▶ _Given exercise_:
Return the stretch of items from the line containing "the car front" through the line containing "(1168, 495)", copied character for character.

▶ _Supplied records_:
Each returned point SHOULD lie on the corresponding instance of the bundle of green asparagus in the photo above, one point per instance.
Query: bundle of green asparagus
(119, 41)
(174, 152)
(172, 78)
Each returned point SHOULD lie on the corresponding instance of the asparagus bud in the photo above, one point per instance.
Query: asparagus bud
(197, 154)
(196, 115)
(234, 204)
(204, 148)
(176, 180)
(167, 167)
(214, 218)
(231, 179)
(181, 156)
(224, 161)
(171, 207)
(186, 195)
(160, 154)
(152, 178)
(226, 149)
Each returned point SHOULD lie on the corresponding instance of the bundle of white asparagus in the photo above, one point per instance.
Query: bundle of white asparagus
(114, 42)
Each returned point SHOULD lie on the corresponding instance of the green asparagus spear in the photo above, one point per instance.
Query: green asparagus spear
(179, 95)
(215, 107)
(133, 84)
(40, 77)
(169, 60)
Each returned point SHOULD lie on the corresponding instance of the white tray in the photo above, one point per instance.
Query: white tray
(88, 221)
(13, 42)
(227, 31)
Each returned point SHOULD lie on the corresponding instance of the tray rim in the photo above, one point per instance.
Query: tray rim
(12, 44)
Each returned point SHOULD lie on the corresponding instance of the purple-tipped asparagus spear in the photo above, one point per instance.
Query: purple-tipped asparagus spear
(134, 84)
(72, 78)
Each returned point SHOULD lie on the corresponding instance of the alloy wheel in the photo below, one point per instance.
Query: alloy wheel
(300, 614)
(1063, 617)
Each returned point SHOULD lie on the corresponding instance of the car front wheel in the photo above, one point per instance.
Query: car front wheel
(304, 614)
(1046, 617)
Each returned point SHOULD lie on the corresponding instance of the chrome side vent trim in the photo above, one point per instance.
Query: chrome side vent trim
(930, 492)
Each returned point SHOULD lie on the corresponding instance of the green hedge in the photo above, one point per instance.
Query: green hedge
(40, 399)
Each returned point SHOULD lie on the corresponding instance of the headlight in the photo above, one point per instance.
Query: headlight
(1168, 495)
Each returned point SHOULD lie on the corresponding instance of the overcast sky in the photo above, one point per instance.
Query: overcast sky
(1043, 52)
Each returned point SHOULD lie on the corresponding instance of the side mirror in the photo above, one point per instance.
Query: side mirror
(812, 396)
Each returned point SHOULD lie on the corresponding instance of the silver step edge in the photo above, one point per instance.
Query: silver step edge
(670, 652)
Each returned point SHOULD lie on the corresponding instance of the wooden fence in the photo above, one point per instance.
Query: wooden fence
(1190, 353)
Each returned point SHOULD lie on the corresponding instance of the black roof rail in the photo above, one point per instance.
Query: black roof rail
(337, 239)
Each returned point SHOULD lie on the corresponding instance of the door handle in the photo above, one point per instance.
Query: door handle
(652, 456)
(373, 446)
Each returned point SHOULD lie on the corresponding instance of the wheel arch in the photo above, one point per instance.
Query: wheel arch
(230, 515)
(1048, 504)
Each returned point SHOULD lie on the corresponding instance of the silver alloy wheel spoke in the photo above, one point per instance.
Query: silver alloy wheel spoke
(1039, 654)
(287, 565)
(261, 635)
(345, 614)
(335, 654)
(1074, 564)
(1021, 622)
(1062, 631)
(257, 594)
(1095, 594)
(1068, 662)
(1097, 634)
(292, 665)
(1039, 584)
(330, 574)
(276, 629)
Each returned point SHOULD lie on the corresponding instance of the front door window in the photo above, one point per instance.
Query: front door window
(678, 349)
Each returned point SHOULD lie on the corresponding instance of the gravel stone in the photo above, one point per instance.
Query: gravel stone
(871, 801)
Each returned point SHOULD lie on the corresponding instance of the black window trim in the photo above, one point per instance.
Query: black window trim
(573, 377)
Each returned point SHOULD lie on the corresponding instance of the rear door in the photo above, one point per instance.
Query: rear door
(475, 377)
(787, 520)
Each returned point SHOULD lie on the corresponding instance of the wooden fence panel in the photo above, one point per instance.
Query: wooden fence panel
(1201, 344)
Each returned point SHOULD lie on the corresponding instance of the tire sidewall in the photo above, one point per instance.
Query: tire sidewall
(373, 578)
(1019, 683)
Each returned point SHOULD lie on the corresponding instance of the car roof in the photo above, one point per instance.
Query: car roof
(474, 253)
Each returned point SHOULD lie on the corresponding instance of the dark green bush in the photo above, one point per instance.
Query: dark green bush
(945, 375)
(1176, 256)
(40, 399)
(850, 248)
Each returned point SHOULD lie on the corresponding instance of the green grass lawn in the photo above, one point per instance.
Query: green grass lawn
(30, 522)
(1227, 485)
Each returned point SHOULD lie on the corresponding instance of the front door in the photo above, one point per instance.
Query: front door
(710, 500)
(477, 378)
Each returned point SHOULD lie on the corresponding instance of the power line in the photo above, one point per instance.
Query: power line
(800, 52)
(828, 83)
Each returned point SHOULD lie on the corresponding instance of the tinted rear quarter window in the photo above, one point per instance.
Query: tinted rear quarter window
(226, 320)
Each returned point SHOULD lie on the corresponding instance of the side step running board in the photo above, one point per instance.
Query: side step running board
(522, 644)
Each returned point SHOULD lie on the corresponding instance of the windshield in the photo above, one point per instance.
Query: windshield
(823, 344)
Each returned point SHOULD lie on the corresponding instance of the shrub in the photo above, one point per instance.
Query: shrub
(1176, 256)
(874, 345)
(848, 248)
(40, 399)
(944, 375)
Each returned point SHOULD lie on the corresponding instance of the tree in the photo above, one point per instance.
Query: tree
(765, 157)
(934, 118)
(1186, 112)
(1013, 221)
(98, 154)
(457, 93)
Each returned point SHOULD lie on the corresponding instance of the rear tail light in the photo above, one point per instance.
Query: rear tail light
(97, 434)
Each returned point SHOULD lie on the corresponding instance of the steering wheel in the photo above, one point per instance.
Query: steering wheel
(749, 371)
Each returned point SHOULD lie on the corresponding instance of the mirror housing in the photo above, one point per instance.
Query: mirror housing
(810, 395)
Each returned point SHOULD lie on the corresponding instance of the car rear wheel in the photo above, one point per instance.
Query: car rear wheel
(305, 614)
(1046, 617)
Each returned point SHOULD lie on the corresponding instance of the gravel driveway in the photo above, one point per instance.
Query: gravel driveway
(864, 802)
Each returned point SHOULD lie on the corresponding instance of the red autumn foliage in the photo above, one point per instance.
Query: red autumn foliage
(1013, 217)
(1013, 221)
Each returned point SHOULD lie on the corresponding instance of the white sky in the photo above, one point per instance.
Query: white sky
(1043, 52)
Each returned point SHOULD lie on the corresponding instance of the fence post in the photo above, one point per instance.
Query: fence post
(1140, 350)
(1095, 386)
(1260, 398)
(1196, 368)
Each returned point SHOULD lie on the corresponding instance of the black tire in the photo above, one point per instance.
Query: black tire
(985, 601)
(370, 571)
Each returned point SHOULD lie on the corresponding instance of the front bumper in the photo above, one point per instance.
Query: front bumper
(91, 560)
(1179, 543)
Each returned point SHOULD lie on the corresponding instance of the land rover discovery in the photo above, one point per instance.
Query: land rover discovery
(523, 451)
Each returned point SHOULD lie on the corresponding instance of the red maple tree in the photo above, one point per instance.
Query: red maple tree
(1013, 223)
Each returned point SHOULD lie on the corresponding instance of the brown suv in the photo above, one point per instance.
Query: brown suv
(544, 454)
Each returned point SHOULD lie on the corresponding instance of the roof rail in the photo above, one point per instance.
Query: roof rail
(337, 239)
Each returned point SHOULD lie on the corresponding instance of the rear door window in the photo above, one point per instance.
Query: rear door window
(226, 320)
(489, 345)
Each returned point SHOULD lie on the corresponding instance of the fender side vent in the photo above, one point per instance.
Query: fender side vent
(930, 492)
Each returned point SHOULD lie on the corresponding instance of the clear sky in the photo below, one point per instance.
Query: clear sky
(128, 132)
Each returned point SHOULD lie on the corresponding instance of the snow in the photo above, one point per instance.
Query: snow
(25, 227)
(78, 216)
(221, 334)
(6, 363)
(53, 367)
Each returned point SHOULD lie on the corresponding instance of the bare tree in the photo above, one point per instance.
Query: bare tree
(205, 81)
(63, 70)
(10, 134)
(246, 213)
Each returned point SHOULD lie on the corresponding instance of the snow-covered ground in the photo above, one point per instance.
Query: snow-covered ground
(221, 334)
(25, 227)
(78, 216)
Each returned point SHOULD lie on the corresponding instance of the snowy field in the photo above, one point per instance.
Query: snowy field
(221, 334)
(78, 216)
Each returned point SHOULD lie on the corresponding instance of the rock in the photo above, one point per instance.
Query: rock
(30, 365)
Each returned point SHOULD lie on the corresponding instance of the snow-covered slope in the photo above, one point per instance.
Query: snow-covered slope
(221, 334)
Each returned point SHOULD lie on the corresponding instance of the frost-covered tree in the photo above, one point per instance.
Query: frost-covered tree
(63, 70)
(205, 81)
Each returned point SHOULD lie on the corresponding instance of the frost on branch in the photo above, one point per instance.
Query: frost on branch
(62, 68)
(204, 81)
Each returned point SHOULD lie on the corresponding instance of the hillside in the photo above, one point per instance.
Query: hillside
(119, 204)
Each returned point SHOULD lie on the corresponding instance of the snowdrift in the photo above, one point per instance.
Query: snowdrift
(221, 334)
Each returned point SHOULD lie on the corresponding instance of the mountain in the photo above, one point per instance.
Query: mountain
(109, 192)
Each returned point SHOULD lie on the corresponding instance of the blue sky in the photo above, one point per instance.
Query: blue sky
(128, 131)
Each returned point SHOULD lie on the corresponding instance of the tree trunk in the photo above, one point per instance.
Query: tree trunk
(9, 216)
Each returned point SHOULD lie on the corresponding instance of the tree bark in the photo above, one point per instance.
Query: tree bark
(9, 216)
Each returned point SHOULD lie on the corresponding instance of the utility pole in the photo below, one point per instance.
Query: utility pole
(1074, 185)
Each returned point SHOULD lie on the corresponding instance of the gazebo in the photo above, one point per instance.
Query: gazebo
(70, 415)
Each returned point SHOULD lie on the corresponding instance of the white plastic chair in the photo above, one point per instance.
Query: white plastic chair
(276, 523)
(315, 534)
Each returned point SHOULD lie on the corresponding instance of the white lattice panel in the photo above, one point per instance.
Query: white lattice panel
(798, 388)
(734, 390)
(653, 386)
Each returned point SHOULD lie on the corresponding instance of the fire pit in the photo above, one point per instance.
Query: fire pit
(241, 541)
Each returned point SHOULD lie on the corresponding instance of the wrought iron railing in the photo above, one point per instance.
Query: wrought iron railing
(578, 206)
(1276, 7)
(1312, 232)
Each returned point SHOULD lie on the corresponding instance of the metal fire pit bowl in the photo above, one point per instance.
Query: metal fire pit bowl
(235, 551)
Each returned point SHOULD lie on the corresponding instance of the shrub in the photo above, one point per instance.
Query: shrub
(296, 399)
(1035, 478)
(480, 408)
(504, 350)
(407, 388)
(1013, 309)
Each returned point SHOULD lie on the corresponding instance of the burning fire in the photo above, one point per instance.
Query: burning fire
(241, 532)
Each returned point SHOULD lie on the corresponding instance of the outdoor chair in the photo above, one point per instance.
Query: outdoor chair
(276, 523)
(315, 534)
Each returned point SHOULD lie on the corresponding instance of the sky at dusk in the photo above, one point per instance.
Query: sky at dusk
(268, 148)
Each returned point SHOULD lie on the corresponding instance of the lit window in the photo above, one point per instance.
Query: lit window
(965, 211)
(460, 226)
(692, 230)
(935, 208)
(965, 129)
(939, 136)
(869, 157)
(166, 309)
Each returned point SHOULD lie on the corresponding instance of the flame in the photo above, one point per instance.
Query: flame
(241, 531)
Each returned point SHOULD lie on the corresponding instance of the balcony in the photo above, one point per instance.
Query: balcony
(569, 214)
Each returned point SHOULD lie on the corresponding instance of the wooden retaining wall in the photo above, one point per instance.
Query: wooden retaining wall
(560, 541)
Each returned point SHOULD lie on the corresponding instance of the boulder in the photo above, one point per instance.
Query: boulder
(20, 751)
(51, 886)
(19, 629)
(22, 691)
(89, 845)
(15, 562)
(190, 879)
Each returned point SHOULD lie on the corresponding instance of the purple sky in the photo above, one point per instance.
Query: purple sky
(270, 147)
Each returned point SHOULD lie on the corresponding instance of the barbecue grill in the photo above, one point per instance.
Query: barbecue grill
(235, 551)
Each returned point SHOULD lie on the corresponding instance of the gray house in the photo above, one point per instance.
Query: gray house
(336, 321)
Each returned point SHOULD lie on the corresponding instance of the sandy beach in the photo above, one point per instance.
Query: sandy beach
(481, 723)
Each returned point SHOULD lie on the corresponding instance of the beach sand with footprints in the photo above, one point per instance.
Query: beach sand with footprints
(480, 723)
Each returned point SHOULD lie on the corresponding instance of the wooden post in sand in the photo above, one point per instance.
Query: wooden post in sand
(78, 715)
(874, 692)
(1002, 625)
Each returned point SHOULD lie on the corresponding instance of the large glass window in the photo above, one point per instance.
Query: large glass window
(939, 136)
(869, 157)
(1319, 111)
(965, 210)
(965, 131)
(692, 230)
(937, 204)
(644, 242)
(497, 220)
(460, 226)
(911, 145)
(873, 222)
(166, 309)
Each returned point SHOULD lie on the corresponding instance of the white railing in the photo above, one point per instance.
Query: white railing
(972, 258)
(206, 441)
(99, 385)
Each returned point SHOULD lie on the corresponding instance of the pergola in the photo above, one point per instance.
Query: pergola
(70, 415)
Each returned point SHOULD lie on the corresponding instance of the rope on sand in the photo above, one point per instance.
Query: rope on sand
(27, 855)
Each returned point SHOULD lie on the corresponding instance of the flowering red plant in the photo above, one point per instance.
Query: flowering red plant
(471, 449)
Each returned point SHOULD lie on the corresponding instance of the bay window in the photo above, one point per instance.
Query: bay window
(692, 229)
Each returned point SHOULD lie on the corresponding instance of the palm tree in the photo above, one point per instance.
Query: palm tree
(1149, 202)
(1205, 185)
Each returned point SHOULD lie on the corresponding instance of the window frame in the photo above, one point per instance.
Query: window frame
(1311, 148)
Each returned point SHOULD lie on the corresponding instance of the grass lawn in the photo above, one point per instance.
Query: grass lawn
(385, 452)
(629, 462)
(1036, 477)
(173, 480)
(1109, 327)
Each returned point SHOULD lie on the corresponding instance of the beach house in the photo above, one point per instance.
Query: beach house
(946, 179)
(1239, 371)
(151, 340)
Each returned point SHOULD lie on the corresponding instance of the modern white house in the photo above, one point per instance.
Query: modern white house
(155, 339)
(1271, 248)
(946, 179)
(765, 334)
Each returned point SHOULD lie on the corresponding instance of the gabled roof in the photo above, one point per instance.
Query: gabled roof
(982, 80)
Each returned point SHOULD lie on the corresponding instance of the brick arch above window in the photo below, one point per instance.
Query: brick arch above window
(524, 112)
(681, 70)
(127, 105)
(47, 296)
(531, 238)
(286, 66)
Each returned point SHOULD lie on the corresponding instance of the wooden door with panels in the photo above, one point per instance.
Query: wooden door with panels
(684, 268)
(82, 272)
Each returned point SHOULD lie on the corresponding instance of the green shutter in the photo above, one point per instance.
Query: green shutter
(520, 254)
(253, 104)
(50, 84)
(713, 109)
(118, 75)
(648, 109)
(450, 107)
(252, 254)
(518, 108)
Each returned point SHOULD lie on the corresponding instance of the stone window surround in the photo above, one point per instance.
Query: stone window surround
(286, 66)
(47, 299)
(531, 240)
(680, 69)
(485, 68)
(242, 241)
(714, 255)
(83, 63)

▶ _Worked answer_:
Each returned point SHOULD lie on the corresponding instance of the car front wheel in the photo above, one point per instance.
Query: car front wheel
(304, 614)
(1046, 617)
Each returned point SHOULD lie on the corresponding instance of the chrome side vent trim in the photo above, one point per instance.
Query: chrome side vent trim
(930, 492)
Each returned point SHOULD lie on the corresponding instance of the green hedge in the photo above, one point per instance.
Query: green hedge
(40, 399)
Each returned point SHOULD lie on the corresponding instance of the headlight in the photo above, one point per instance.
Query: headlight
(1168, 495)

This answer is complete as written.